(Given problem): Swap every "Spot" in the records below for "Locate", changing nothing else, and reproduce all the lines without the pictures.

Records from a point annotation dataset:
◇ ◇ ◇ ◇ ◇ ◇ ◇

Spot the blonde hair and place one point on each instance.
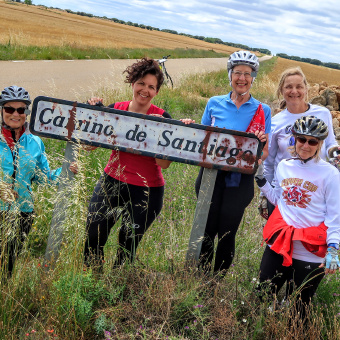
(293, 71)
(292, 149)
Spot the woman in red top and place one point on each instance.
(131, 186)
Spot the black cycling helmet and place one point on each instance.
(310, 126)
(14, 94)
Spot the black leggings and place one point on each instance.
(273, 275)
(138, 206)
(225, 214)
(14, 229)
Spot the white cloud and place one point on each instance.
(307, 28)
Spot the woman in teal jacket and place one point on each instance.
(22, 161)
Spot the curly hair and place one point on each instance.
(143, 67)
(293, 71)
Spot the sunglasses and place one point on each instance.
(11, 110)
(311, 142)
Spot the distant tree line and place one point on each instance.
(151, 28)
(309, 60)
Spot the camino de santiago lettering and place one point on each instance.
(146, 135)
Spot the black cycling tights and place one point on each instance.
(14, 229)
(138, 206)
(301, 275)
(225, 214)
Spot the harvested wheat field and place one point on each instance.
(39, 26)
(314, 73)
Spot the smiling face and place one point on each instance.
(305, 150)
(144, 89)
(14, 120)
(294, 90)
(241, 84)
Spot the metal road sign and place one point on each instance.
(145, 135)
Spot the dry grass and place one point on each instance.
(314, 74)
(39, 26)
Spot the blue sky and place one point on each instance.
(306, 28)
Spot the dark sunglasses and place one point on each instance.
(311, 142)
(11, 110)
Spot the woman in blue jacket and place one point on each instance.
(22, 161)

◇ ◇ ◇ ◇ ◇ ◇ ◇

(Task response):
Locate the blonde hair and place one point on each instance.
(293, 71)
(292, 149)
Locate the woman in red top and place one point on each instance.
(131, 186)
Locate the black cycling helmet and place one point on each instance.
(310, 126)
(14, 94)
Locate the black leggings and place one point on each instance.
(273, 275)
(138, 206)
(225, 214)
(14, 229)
Locate the white cloud and place one point on each instance.
(307, 28)
Locate the woman in teal jacket and place one point on each instance.
(22, 161)
Locate the curly hair and place one point on each instance.
(143, 67)
(293, 71)
Locate the sunglasses and place one point on each instance.
(11, 110)
(311, 142)
Locate the distant tree line and place one point on each instance.
(151, 28)
(309, 60)
Locate the camino de santiago lettering and place one point on each instance.
(146, 135)
Locate the black cycling tights and place one point on each instance.
(14, 229)
(138, 206)
(301, 275)
(225, 214)
Locate the harvested wheat field and place one point on each instance.
(39, 26)
(314, 73)
Locate the smiling face and place one point on each instance.
(305, 150)
(144, 89)
(14, 120)
(294, 90)
(241, 84)
Locate the metal road sign and place one point on each instance.
(145, 135)
Locate the dry grass and place one point on each instance.
(314, 74)
(39, 26)
Locate the blue sky and place one point on each instance.
(306, 28)
Locate the dark sunglasses and place one point on each instance.
(311, 142)
(11, 110)
Locate the woman in blue jacket and place one point on each instance.
(22, 161)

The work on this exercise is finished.